» **EXERCISE REQUIREMENTS**:
Rewrite the lines below with "white sneaker" swapped for "black sandal" everywhere it occurs, and leave everything else unchanged.

» **RECORDS PROVIDED**:
......

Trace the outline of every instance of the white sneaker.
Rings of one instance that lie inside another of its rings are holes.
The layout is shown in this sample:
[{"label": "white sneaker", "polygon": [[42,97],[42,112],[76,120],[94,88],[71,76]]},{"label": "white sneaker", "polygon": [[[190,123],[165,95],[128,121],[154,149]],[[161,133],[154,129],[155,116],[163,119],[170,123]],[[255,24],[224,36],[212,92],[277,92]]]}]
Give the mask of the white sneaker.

......

» **FINISHED EXERCISE**:
Trace the outline of every instance of the black sandal.
Rings of one instance that lie inside another of its rings are holes.
The layout is shown in this sample:
[{"label": "black sandal", "polygon": [[42,97],[42,112],[76,120],[94,88],[71,76]]},{"label": "black sandal", "polygon": [[[190,123],[165,95],[128,121],[154,149]],[[161,133],[154,129],[155,116],[163,119],[170,123]],[[255,24],[224,36],[212,92],[277,92]]]}]
Give the mask of the black sandal.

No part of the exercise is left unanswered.